### Task prompt:
In the Kid Cudi article below, translate this sentence into Spanish: "I kept trying different pills for five months."

### Text for analysis:

____________

Kid Cudi Talks About His 'Cruel Summer' Absence, Antidepressants & Being A Dad
Kid Cudi is again gracing the cover of Complex Magazine with the February/March issue which we all hope will lead us right into the expected March release date of his upcoming album, Indicud, which was only said to be released via his Twitter account. In the editorial known as “Life After Death”, Cudi goes through his recent music endeavors as well as his public problems, which from his music, we know that he doesn’t mind sharing.
While Cruel Summer one of the most anticipated albums of 2012 and a critically acclaimed success, we only saw one solo track from Scott who we expected more features from throughout the album. “I was a little disappointed. But Kanye had a vision for that. Whatever that vision was didn’t include much of me.” is what he stated in the interview which just puts more focus on his upcoming album to see what vision the experimental artist has for his next piece of work. We’ve seen from the track “King Wizard” a sense of more back to rapping as opposed to an all-around musical artist like he did with WZRD. “Just What I Am” featuring King Chip had more of a Man on The Moon chorus and feel which could sway the fans who didn’t like the WZRD essence back into the Cleveland native’s corner.
In addition to his Cruel Summer absence, Cudi also spoke on his publicized custody case (TMZ never sleeps) and his reaction to being a father. “I didn’t fucking have a dad since I was a kid. I couldn’t wait to have a family and pick up where my dad left off, and be there for my kid.” A tough time already after the release of WZRD and the song “Dr. Pill” where many thought he was referring to ecstasy, when he was in fact referring to prescription medications given to him from his shrink. ”I was having an emotional breakdown with this breakup. I kept trying different pills for five months. It fucked me up. They weren’t working. It was every side effect on the bottle. I couldn’t fuck.”
The path to success isn’t always sunny, but Kid Cudi has shown that you can embrace your flaws for the best and let others know that they’re not alone in those situations and still make music at the same time. If you want to check out the entire editorial, go pick up the new Complex Magazine which is out now.

____________

### Exercise data:
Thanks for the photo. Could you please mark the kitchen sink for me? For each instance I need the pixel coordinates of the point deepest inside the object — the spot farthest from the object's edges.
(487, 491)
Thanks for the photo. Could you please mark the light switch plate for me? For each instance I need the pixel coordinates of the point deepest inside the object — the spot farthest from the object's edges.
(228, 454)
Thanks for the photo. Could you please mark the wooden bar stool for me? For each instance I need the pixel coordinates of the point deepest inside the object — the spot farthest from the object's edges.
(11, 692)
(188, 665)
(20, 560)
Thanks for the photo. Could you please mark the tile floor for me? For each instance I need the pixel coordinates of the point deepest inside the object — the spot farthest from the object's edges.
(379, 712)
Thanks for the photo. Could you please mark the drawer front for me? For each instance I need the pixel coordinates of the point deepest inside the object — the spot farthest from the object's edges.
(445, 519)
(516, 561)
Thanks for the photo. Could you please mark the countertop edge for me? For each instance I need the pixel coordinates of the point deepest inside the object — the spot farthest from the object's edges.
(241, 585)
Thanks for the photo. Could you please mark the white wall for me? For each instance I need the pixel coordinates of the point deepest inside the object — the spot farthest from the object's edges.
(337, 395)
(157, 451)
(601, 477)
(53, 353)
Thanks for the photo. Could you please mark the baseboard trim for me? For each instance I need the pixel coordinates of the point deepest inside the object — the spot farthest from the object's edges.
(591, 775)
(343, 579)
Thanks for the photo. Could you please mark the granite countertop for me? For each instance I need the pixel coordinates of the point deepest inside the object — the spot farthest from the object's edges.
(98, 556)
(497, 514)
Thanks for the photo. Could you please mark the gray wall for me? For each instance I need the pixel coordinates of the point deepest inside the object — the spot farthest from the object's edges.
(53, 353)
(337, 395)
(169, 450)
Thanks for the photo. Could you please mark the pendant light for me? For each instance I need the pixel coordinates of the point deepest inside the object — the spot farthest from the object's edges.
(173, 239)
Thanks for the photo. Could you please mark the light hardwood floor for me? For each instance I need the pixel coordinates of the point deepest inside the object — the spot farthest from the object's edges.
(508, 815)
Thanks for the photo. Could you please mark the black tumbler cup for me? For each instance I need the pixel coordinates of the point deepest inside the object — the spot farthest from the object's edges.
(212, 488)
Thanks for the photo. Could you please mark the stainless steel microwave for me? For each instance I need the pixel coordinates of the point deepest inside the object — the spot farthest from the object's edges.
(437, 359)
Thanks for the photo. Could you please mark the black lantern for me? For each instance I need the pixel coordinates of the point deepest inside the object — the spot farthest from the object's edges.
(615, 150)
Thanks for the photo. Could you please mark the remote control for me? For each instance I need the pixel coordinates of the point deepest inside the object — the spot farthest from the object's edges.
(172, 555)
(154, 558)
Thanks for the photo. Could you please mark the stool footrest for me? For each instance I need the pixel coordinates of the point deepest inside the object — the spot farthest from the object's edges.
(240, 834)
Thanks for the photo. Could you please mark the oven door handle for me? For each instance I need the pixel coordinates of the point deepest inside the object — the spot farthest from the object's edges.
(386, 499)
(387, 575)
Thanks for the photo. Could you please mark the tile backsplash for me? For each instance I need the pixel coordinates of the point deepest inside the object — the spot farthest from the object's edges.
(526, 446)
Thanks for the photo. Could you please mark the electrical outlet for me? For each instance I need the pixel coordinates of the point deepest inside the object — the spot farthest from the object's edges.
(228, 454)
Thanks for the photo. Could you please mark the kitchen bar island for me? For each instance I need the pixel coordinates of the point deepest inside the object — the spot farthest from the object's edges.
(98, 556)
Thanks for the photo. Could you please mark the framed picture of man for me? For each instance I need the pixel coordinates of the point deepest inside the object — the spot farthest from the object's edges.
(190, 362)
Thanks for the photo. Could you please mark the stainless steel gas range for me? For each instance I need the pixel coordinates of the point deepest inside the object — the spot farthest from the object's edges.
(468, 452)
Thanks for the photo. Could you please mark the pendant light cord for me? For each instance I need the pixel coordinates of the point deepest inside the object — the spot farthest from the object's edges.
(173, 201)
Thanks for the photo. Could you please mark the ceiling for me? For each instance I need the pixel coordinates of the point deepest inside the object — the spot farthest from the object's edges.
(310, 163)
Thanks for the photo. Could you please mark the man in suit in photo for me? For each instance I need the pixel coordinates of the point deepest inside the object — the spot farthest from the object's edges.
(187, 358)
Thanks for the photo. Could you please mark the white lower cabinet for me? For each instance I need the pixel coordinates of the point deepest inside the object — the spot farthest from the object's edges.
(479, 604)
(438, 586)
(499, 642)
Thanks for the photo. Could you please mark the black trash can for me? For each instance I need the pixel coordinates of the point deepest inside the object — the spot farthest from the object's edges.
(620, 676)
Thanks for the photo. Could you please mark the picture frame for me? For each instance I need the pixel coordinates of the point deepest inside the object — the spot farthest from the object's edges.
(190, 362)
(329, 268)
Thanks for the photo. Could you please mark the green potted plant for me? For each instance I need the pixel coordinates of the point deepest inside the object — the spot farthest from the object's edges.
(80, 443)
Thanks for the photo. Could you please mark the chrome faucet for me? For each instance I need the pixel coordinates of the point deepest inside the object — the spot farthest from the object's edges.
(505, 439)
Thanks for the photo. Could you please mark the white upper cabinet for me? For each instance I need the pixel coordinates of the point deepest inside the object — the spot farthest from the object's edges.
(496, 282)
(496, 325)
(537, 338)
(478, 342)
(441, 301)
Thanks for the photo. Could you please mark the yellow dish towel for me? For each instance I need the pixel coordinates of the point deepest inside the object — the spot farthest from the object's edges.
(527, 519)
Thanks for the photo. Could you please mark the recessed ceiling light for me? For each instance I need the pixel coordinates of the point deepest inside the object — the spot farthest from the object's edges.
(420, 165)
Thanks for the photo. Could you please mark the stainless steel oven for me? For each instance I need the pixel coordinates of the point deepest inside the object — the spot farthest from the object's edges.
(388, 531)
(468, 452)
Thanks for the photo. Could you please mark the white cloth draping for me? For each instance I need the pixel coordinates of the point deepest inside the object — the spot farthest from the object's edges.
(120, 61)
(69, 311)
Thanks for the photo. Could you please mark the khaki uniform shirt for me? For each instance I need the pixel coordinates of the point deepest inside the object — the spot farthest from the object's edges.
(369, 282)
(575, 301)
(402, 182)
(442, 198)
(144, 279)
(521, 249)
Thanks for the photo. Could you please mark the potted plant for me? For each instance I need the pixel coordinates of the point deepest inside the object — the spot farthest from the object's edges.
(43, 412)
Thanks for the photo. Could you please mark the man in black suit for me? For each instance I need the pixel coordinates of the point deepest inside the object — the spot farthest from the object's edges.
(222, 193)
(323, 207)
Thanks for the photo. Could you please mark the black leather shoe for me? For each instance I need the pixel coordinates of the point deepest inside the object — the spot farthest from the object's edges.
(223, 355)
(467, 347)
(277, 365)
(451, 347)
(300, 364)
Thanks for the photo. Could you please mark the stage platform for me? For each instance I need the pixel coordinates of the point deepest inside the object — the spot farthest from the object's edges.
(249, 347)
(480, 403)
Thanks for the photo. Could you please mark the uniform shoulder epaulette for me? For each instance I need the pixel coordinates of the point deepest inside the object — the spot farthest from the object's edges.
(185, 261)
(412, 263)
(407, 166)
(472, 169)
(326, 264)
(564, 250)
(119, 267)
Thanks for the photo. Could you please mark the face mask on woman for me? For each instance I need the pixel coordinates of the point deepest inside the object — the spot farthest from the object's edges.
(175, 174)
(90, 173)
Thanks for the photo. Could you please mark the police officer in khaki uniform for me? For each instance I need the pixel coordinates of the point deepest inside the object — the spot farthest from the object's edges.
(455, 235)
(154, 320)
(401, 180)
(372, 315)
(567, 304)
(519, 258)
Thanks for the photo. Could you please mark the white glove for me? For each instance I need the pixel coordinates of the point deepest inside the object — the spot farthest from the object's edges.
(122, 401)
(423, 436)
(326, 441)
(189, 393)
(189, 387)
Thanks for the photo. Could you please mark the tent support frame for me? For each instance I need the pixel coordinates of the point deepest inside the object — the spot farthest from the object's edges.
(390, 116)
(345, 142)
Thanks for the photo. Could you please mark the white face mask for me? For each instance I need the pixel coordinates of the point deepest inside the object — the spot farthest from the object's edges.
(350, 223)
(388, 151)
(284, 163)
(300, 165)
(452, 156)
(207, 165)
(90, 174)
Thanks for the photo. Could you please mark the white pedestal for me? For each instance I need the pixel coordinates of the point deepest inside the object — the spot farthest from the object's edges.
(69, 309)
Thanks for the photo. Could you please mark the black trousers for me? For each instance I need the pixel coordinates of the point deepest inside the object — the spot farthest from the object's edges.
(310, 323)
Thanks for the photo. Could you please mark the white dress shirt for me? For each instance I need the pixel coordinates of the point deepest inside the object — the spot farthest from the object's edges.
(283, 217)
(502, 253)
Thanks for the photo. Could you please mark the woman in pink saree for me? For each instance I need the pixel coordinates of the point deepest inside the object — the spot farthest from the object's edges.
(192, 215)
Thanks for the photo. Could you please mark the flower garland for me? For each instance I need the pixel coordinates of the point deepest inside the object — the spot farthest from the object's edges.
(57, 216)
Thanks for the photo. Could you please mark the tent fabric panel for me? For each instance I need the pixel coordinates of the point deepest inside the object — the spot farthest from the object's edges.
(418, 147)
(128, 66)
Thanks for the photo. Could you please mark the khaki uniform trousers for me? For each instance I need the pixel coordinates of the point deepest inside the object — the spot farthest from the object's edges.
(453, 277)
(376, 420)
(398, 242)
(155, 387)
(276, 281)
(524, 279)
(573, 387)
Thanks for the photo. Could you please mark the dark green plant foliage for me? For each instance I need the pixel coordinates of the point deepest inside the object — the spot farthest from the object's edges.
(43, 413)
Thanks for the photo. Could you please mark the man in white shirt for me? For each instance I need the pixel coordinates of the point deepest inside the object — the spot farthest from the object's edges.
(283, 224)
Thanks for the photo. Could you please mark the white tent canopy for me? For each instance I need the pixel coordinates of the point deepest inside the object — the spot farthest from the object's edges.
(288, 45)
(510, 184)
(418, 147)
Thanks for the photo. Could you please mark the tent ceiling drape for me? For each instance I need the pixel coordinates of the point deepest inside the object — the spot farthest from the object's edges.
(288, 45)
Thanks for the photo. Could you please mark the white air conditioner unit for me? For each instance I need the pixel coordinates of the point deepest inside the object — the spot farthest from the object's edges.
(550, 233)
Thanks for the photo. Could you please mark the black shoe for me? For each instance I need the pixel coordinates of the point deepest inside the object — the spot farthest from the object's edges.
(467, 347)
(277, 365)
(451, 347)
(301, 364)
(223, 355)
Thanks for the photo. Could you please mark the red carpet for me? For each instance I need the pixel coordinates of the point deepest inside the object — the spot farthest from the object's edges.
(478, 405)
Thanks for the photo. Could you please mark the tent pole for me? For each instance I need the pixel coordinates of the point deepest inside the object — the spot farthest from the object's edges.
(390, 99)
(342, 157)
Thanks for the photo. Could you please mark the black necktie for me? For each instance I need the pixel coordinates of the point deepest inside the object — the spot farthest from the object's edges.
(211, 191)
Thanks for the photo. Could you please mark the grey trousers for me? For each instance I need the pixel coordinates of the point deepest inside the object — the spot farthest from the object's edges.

____________

### Solution to the exercise:
Seguí probando pastillas distintas durante cinco meses.